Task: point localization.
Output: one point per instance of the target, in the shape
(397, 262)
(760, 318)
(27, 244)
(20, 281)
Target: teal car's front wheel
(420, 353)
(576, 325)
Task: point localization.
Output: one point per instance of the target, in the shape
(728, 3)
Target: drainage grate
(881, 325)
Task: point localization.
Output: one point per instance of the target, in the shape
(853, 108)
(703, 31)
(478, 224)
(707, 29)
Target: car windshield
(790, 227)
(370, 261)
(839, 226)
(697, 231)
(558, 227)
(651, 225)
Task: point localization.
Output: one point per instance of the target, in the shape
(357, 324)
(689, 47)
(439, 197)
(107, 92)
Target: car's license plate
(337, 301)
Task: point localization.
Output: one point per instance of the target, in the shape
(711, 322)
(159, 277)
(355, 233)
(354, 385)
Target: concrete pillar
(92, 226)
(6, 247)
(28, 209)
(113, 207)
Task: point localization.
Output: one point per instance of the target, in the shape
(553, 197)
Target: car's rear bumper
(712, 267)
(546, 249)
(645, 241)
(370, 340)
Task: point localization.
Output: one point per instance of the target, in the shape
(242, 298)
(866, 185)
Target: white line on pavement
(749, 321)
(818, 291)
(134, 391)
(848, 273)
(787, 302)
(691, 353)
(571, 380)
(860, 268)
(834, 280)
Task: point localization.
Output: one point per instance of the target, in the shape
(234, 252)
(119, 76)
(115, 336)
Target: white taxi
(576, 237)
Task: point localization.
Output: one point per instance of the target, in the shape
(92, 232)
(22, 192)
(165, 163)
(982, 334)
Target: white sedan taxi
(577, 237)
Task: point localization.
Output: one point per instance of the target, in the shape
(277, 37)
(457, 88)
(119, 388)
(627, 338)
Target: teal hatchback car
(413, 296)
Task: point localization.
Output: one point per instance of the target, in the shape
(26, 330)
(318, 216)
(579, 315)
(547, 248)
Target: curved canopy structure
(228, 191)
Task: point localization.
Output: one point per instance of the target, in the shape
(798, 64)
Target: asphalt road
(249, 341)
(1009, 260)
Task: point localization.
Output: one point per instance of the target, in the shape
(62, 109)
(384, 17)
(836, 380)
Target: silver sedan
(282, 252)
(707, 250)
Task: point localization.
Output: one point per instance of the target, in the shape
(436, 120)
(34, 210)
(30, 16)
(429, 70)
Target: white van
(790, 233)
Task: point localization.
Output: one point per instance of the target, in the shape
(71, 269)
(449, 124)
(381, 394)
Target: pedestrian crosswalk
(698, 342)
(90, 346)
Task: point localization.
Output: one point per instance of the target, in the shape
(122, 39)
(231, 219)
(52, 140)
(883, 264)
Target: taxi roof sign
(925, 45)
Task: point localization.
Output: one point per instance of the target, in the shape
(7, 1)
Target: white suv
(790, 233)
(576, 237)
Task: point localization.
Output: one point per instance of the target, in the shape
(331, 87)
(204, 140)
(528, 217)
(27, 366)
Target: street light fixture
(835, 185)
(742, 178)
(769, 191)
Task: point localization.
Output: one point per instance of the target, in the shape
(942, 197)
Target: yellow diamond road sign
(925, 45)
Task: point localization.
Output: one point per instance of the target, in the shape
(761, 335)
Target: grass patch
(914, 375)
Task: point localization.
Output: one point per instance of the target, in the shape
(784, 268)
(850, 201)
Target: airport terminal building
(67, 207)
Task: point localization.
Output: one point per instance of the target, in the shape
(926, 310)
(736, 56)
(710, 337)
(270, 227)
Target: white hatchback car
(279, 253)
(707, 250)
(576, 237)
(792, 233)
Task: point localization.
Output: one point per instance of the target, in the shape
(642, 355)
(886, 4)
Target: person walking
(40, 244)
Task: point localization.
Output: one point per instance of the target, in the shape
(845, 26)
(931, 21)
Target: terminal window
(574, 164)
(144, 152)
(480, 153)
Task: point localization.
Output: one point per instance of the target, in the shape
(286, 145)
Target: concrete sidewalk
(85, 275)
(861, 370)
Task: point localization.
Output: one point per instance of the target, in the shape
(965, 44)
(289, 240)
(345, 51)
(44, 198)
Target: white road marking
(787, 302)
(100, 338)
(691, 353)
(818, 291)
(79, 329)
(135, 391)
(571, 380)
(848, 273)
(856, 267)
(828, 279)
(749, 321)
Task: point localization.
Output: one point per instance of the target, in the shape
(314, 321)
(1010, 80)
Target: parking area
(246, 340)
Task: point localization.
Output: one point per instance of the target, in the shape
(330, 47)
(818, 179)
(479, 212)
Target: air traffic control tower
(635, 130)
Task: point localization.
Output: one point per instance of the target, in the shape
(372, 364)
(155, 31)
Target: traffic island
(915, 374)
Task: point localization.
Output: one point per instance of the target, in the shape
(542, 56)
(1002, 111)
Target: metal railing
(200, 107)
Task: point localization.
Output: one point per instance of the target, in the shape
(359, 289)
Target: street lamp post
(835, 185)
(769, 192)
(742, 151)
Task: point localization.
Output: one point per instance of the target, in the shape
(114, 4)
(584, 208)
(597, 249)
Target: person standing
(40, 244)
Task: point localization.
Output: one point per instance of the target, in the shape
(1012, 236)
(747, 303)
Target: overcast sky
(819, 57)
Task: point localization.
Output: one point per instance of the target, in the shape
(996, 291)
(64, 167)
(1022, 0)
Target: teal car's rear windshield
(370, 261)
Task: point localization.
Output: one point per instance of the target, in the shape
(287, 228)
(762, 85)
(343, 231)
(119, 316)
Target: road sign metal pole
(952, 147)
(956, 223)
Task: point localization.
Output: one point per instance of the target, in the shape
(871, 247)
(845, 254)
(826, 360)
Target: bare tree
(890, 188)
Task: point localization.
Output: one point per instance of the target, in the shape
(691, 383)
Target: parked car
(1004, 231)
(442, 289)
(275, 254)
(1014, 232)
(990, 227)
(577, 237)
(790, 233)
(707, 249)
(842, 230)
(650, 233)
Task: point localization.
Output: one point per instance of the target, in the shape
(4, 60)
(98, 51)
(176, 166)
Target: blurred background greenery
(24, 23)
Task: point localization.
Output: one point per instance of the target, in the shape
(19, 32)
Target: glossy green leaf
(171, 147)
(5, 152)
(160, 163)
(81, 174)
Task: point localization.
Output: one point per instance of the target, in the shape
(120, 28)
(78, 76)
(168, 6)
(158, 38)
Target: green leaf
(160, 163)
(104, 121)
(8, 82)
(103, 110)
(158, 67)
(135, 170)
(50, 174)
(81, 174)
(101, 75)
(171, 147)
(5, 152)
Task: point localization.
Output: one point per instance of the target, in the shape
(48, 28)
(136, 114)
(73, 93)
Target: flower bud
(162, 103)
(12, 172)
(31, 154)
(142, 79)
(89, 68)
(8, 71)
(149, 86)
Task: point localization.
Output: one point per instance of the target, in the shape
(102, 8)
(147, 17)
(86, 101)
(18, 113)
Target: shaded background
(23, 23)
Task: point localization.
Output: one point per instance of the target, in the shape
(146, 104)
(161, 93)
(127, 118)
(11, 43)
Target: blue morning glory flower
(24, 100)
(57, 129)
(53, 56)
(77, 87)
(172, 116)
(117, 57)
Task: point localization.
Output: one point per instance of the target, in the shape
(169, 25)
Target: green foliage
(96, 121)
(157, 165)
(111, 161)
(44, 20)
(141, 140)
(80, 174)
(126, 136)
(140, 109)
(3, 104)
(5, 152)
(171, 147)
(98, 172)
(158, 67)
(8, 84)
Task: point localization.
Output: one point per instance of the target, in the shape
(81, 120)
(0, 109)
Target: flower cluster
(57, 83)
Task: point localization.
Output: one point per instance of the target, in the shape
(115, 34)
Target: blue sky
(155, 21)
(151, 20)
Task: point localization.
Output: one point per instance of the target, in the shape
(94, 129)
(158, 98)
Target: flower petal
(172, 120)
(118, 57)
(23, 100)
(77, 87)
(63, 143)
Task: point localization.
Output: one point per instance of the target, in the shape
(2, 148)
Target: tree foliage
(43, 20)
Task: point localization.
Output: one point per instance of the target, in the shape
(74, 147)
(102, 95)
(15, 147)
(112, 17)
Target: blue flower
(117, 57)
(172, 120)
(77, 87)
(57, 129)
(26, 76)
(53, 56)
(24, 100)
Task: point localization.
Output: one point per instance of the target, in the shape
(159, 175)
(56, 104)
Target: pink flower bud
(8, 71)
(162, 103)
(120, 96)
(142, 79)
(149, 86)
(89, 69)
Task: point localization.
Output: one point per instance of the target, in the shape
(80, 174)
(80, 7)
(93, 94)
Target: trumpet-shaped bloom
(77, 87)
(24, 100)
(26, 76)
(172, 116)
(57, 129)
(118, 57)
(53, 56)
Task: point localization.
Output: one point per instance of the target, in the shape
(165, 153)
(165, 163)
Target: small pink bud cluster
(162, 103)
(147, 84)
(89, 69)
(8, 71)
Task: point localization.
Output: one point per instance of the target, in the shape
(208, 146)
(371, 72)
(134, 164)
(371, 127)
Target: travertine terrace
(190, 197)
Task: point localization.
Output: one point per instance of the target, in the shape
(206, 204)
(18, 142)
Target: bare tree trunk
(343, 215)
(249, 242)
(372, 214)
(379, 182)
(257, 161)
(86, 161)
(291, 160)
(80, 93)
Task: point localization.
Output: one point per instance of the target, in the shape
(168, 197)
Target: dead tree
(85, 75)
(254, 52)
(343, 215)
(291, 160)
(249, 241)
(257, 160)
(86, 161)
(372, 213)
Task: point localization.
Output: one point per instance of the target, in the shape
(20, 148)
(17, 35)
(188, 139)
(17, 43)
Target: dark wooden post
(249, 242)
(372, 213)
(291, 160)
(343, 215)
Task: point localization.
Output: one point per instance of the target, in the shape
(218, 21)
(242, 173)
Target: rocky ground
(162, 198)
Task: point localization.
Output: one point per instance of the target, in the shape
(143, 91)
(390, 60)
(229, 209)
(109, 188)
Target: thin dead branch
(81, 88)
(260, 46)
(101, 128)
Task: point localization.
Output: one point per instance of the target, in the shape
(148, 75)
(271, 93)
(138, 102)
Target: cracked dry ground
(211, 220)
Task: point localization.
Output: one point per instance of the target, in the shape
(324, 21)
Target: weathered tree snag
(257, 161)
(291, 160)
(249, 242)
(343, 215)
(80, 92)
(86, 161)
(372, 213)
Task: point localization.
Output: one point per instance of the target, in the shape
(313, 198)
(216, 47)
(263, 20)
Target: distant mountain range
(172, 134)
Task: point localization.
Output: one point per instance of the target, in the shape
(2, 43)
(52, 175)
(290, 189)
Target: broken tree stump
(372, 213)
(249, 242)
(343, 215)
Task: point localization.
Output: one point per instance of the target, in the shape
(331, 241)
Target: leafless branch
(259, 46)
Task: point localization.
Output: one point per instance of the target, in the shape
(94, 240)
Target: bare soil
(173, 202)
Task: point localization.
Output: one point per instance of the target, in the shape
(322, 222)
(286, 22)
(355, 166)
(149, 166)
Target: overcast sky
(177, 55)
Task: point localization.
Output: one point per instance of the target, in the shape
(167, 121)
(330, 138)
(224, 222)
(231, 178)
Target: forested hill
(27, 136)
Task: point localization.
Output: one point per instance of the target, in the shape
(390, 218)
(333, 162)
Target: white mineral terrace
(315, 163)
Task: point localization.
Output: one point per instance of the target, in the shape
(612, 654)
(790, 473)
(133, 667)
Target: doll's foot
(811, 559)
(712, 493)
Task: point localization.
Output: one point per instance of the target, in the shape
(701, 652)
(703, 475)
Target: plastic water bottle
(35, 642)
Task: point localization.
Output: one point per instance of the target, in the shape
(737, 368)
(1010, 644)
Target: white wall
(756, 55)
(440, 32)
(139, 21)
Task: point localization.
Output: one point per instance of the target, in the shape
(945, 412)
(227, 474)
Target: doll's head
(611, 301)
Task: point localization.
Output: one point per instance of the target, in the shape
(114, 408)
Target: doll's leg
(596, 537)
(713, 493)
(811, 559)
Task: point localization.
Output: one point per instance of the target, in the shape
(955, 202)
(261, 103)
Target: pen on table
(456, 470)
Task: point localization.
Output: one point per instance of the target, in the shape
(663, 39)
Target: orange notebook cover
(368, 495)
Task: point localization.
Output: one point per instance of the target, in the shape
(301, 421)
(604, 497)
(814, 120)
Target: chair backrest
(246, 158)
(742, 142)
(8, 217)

• Description of the task
Reproduce the lines of the entries above from the one with "Target: weathered tree snag" to the one with "(1010, 644)", both included, exactly and without any other line.

• Solution to this problem
Target: weathered tree snag
(257, 161)
(291, 160)
(249, 242)
(343, 215)
(80, 92)
(86, 161)
(372, 213)
Task: point localization.
Output: one point per instance of the target, in the shape
(313, 198)
(216, 47)
(263, 20)
Target: distant mountain range
(172, 134)
Task: point localization.
Output: one point per instance of the target, in the shape
(2, 43)
(52, 175)
(290, 189)
Target: broken tree stump
(372, 213)
(249, 242)
(343, 215)
Task: point localization.
Output: one point per instance of the target, in the shape
(331, 241)
Target: leafless branch
(259, 46)
Task: point localization.
Output: one point per instance of the target, in the shape
(94, 240)
Target: bare soil
(173, 202)
Task: point localization.
Output: one point per instance of the target, in the shape
(322, 222)
(286, 22)
(355, 166)
(149, 166)
Target: overcast sky
(177, 55)
Task: point localization.
Output: one point per instance of the target, in the shape
(167, 121)
(330, 138)
(224, 222)
(231, 178)
Target: forested hill
(27, 136)
Task: point localization.
Output: one point per instance of the target, in the shape
(390, 218)
(333, 162)
Target: white mineral terrace
(315, 163)
Task: point localization.
Output: one point per instance of the target, in the shape
(612, 654)
(790, 473)
(133, 667)
Target: doll's foot
(811, 559)
(712, 493)
Task: point localization.
Output: one point per instance of the target, in the shape
(701, 652)
(703, 475)
Target: plastic water bottle
(35, 642)
Task: point localization.
Output: one point per instance of the target, in the shape
(737, 368)
(1010, 644)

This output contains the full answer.